Problems to solve
a - According to the text about Eddie Askew, how much did the sale of his books and paintings raise for The Leprosy Mission?
b - Write what comes next in the text about Eddie Askew, starting right after its last sentence.

Segment Start: Provided text

Eddie pictures with his wife with bookshelves behind them

Born in England in 1927, artist, author and former International Director of The Leprosy Mission, Eddie Askew died in 2007, leaving an extraordinary legacy: he had dedicated half a century – and more than half his life – to relieving the pain and mistreatment of persons affected by leprosy around the world.

In his ‘retirement’ Eddie focused on painting and writing – the sale of his 17 books and paintings raised more than £2m for The Leprosy Mission. But it all began in 1950, when newlyweds Eddie and Barbara moved to West Bengal, India, to teach at the school for children with leprosy at The Leprosy Mission’s Purulia Hospital.

Later Eddie took over as supervisor of the 600-bed TLM’s Purulia Leprosy Home and Hospital, where he worked alongside leprosy patients and experts to revolutionise how persons affected by leprosy were treated – both medically and by a world that feared them.

Segment End: Provided text
Segment Start: Records supplied

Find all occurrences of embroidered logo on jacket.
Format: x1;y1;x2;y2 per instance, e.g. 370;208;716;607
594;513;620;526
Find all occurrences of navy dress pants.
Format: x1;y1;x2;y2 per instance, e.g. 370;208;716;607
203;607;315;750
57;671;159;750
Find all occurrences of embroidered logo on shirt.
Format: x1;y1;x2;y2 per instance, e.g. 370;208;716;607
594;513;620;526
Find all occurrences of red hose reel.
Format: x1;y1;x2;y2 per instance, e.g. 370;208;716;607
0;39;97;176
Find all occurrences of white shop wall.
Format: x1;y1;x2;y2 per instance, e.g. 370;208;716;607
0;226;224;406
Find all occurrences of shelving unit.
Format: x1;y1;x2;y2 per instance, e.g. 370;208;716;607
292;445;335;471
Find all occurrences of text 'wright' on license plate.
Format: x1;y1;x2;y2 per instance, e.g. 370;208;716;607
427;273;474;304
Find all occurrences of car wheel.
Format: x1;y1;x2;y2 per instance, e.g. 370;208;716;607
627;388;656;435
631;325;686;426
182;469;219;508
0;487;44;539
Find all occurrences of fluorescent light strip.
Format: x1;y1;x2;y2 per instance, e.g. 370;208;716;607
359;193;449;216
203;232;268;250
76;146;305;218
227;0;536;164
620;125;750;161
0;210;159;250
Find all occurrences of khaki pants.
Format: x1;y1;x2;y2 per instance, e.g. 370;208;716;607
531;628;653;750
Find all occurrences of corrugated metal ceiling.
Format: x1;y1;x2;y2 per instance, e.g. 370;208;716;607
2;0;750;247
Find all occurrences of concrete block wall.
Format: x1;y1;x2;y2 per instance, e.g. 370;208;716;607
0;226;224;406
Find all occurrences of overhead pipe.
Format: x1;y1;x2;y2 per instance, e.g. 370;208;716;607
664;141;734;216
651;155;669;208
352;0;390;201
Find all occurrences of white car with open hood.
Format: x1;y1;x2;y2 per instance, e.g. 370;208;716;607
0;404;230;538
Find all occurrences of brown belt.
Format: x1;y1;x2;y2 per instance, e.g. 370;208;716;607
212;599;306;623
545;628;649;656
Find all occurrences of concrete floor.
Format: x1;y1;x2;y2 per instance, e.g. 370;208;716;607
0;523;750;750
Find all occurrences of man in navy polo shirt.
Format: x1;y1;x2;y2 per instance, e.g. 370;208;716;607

Segment End: Records supplied

Answer list
a - More than £2m.

b -
The couple stayed for 15 years, transforming the hospital and raising two daughters; Jenny and Stephanie. Witnessing a pioneering tendon transfer operation at the age of six set things in motion for Jenny to become a physiotherapist: “I can still see it and was totally amazed by the physiotherapist managing to get a person to move their fingers,” Jenny recalled.

Jenny fondly recalls accompanying her father on his final visit to Purulia, not long before he died: “People remembered him and would come up to him saying, ‘I’m the little six-year-old you took in when I had leprosy. My daughter is now a doctor and my son a teacher and I have grandchildren’. People just wanted to say ‘thank you’.”